[Material to process Boundary: Start]

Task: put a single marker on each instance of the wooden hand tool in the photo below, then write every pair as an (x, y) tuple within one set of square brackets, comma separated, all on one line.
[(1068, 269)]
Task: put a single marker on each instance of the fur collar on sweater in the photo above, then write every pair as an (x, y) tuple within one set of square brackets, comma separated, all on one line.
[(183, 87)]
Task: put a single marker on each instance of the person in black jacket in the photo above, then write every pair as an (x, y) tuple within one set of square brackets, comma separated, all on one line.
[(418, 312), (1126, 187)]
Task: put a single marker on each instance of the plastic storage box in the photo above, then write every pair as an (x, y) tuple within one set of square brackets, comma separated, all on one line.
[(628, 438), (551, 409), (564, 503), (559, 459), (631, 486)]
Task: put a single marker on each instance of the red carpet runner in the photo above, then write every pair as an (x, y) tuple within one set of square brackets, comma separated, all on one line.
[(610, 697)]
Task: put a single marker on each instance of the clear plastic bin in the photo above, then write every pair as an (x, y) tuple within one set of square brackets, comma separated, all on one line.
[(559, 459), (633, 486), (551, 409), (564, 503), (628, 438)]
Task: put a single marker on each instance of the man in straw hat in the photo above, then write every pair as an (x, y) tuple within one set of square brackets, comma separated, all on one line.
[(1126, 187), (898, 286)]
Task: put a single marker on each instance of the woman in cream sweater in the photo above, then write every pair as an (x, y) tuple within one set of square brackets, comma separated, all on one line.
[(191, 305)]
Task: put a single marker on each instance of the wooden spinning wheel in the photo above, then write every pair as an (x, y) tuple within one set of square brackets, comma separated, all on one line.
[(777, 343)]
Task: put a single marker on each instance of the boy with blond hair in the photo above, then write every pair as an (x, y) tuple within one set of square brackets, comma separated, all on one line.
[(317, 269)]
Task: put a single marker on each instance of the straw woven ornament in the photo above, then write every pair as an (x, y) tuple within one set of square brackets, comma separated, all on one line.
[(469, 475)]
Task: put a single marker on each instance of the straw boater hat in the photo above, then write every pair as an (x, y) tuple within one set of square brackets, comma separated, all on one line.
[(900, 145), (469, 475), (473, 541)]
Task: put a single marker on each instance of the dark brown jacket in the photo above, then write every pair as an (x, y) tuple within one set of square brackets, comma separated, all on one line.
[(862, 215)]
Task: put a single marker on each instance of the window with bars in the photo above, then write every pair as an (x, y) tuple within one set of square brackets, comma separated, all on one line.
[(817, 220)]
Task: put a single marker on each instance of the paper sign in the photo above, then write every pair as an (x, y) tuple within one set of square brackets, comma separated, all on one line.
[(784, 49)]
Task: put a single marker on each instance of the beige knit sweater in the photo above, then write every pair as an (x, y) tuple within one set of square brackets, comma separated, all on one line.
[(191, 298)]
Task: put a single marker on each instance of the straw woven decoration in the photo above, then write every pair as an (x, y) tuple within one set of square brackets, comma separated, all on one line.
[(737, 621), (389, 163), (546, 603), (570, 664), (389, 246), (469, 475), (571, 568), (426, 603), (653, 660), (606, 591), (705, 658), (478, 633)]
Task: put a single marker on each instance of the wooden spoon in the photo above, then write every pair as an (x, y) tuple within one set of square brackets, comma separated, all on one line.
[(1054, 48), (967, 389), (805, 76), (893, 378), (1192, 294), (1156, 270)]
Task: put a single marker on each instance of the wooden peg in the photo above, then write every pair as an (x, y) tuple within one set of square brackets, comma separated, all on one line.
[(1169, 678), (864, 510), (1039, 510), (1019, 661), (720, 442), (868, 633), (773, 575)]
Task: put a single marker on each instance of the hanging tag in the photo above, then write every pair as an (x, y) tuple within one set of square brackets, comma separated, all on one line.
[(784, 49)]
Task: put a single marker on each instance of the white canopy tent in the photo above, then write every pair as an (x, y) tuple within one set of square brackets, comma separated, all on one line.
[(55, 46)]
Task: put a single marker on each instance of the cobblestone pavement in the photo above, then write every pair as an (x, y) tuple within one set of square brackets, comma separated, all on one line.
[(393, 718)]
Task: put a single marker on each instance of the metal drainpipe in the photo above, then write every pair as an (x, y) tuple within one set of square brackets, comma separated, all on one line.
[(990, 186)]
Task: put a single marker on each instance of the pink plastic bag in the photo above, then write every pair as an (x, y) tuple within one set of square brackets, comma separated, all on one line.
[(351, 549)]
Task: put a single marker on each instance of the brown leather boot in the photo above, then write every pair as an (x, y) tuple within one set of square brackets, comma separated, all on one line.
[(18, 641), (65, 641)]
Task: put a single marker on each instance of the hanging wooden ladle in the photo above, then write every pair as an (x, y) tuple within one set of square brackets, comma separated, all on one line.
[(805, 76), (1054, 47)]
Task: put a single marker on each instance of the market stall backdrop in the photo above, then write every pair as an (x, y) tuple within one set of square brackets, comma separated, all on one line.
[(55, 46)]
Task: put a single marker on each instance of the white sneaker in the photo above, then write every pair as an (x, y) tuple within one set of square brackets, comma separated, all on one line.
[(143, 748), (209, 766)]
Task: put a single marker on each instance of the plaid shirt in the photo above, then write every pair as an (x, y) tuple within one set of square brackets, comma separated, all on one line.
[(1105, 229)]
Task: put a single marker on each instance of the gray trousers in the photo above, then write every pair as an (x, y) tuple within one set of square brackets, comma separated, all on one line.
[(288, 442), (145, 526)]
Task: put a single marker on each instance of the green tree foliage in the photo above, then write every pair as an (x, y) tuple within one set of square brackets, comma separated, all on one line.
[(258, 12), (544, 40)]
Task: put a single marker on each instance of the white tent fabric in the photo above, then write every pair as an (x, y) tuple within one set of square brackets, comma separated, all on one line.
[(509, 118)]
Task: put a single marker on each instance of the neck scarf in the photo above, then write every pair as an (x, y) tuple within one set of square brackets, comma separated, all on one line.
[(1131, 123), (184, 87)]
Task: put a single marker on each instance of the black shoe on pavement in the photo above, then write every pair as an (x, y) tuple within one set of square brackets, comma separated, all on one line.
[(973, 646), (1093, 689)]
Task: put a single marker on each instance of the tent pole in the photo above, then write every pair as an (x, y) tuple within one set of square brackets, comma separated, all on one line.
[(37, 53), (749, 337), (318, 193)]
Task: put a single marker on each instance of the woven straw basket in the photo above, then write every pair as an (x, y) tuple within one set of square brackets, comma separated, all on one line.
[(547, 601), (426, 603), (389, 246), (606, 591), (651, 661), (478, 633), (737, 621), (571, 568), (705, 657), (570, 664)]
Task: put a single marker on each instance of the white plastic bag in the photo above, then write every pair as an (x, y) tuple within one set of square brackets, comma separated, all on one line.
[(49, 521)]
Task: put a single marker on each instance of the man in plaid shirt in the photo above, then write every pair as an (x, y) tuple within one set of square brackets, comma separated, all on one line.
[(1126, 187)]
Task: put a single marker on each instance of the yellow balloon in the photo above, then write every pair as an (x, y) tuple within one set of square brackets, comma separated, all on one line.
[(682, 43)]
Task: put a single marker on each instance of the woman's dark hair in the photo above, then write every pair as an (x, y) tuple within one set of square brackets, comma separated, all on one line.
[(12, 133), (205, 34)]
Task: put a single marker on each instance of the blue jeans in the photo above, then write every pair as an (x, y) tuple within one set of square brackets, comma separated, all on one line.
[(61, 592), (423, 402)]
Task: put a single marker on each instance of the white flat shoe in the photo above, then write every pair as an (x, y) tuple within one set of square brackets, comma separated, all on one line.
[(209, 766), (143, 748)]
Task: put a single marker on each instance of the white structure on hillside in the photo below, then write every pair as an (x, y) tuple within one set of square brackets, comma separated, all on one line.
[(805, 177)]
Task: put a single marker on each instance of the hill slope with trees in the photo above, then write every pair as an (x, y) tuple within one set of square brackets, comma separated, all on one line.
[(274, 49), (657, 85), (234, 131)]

[Material to process Boundary: End]

• _Exercise brief_: For this exercise, give the entries above again with no difference at all.

• _Answer space_:
Task: put a single marker on each instance of the wooden hand tool in the photo below, then write every pair as an (x, y) tuple within one set of square brackets, comma separated, all on one line.
[(1068, 269)]
Task: put a single marker on each instance of the fur collar on sweater in the photo above, then write every pair as an (x, y) tuple within one set of square brackets, comma separated, all on one line.
[(183, 87)]
Task: put a single marker on each instance of the person in black jacket in the photo above, then write every pair as an (x, y) tuple within one set of square brackets, comma separated, all on one line.
[(418, 312), (1126, 187)]
Task: put a single marker on each instance of the plastic storage box in the photo above, then write every pair as an (x, y) tuple within one set of square brackets, comma separated, all on one line.
[(628, 438), (551, 409), (564, 503), (559, 459), (631, 486)]
Task: put a single marker on each instance of the red carpet runner in the photo above, then write every pair as an (x, y) tuple within one set of square brackets, comma separated, all on one line.
[(610, 697)]
Task: put a single marker on each instance of the clear plastic bin in the photo above, then write every pair as an (x, y) tuple within one set of square brackets, comma separated, all on one line.
[(559, 459), (633, 486), (551, 409), (564, 503), (628, 438)]
Task: put a single marker on each instance of the man in straw hat in the photo above, then write every pair as an (x, y) tuple within one set of square brackets, comma separated, all on one line.
[(1126, 187), (898, 286)]
Task: put a single marker on each instance of the woman in cream sweater in the photo above, then write every pair as an (x, y) tuple within one set of square brackets, comma separated, all on one line.
[(191, 305)]
Task: put a single marker on each instance of the wooden spinning wheel in the photo above, then write every pair as an (x, y) tuple within one set of square brackets, comma separated, all on one line.
[(777, 343)]
Task: put a single marker on each instance of the boy with blond hair in the photo above, then write every pair as an (x, y) tuple within one set of square brackets, comma separated, all on one line.
[(317, 269)]
Task: put a single marker on each instance of the straw woven ornament in the photo above, then write every pair as an (x, y) tuple within one set of square brackets, comma separated, all on one line.
[(469, 475)]
Task: put a single marker on each instance of the straw boater hat in the photo above, then write every pair as an (x, y) tuple within one set of square brackets, comma separated, all on one line.
[(900, 145), (469, 475), (473, 541)]
Task: put a single marker on each instance of the dark brown jacket in the photo above, then write every pair as an (x, y) tuple within one set of square brackets, comma separated, all on one line.
[(862, 215)]
Task: put a single marker on each instance of the window with bars in the photo above, then write every pair as an (x, y) tuple within one set of square brackets, comma separated, all on one line.
[(817, 220)]
Task: put a single marker on each instance of the paper sign in the photo above, then write every pair as an (x, y) tuple within one set of square brackets, comma separated, all on one line.
[(784, 49)]
Task: put a single marker on each instance of the beige knit sweater in the photo above, then write every pair as an (x, y) tuple within one set of square brackets, comma separated, all on one line.
[(191, 298)]
Task: put a single marker on each instance of the straw woven decoration in the photo above, then write every pair as an (x, y) tuple within one set of square brackets, comma separated, all on one line.
[(737, 621), (389, 163), (546, 603), (570, 664), (389, 246), (469, 475), (571, 568), (426, 603), (653, 660), (606, 591), (705, 658), (478, 633)]
Task: put a single marker on each instance of the wooden spoon in the photo above, then write every pair as an (x, y) tuple within one set of square brackets, comma separated, all on one line.
[(1054, 48), (967, 389), (805, 76), (893, 378), (1192, 294), (1156, 270)]
Task: put a single marker on each instance of the wooden peg in the photo above, then write every pair as an (x, y) tuple within one set of square brackets, comma separated, all on one line.
[(1169, 678), (864, 510), (1039, 510), (1019, 661), (720, 442), (868, 633), (773, 575)]
Task: put a single marker on each instance of the hanging tag in the photo above, then write every pair as an (x, y) tuple within one set of square brackets, comma separated, all on one line.
[(784, 49)]
Task: put a single marker on each instance of the white canopy tent in the photo above, then write every pair as an (x, y) tuple within one set of square brackets, comma separated, all on one line.
[(55, 46)]
Task: put a single marker on each instance of the cobblestone pavement in the photo above, then write every pair as an (x, y) tuple within one set of square brackets, comma separated, all on one line.
[(393, 718)]
Task: put a single marker on each instance of the metal drainpipe in the photo above, then write every pair as an (x, y) tuple within one set of square brackets, comma separated, all on one line.
[(990, 186)]
Task: put a single marker on each instance of the pink plastic bag in the photo above, then write every pair as an (x, y) tuple within one set of square brackets, comma separated, all on one line.
[(351, 549)]
Task: put a single marker on each instance of the brown leather boot in the photo above, then write every pair as an (x, y) tuple within one set of square brackets, comma separated, all on one line.
[(18, 641), (65, 641)]
Task: put a single marker on each instance of the hanging wooden ladle in the photo above, then write every pair as an (x, y) tuple within one set of square brackets, comma separated, all on one line.
[(805, 76), (1054, 47)]
Task: put a single marker on each instance of the market stall backdrop in the photo above, then write every pair as an (x, y) tuple within one set of square brackets, comma separated, all on one line.
[(55, 46)]
Task: put a single marker on each instance of the white sneaker in the photo above, then write every pair as an (x, y) tuple within one set of square brackets, comma separated, all on one line.
[(143, 748), (209, 766)]
Task: put a single marker on each instance of the plaid shirt in the photo above, then write every pair as an (x, y) tuple within one set of square brackets, comma separated, all on one line.
[(1105, 229)]
Task: put a single marker on each instance of the gray trousers in the photo above, then write every pair as an (x, y) tuple within one set of square brackets, comma separated, all on one line.
[(288, 442), (145, 526)]
Task: put a single marker on each instance of the green tree foliage in the photo above, then write every pair as an (x, y) tuple within one set of square brackets, comma separated, all on one line.
[(258, 12), (544, 40)]
Task: put a single marker on each instance of the white tent fabric in the photo above, then write every pair as an (x, y) tuple within one set of square brackets, comma separated, all on one line.
[(509, 118)]
Task: put a single marker on each instance of the neck scarf in the photo above, then write every pair as an (x, y) tuple within one set of square brackets, comma separated, all on one line.
[(1131, 123), (184, 87)]
Task: put a single marker on each instance of the black shoe on pavement in the photo above, then write every pair as an (x, y) tuple within one set of square brackets, comma separated, all on one line.
[(973, 646), (1093, 689)]
Task: put a single marker on each instance of the tent pole in the photo above, then write every pair as an (x, y) tuple within one set of square brackets, comma separated, all on one line.
[(37, 53), (749, 337), (318, 193)]
Task: put a single marker on each instance of the woven straw basket in the photo above, then write every pair as an (x, y) tuple within one set of square brackets, comma separated, all on one line.
[(547, 601), (426, 603), (389, 246), (606, 591), (651, 661), (478, 633), (737, 621), (571, 568), (705, 657), (570, 664)]
Task: put a single marker on each instance of the white plastic bag in the photo above, then write every pair as an (x, y) tuple within one set of square brackets, comma separated, all on one line.
[(49, 521)]
Task: put a single marker on each instance of the man in plaid shirt in the photo above, then write every pair as an (x, y) tuple within one set of square brackets, comma separated, all on one line.
[(1126, 187)]
Task: put a single marker on each instance of the yellow balloon in the photo above, then write every pair as an (x, y) tuple within one set of square brackets, comma separated, all on one line.
[(682, 43)]
Task: put a single marker on each instance of the woman's dark hair in the photo above, then write every pair as an (x, y) tuple within one set of square brackets, comma separated, all on one line.
[(12, 133), (205, 34)]
Task: put a single marker on each instance of the blue jeans in the photo above, then write every pair as an (x, y) tuple within one set of square brackets, comma separated, all on one line.
[(61, 592), (423, 402)]
Task: put a single marker on each instance of the white flat shoe in the photo above, then write every pair as an (x, y) tuple within one set of square brackets, comma separated, all on one line.
[(209, 766), (143, 748)]
Task: put a single marker on each instance of the white structure on hillside in the photo below, then write every pair as an (x, y) tuple within one set of square brackets, comma separated, all on one line.
[(805, 177)]
Task: put a single marker on each instance of the hill slope with trees in the photo above, then write every pair as an (x, y) tuple within one set of square brackets, comma separated, all on one line.
[(274, 49), (657, 85), (234, 131)]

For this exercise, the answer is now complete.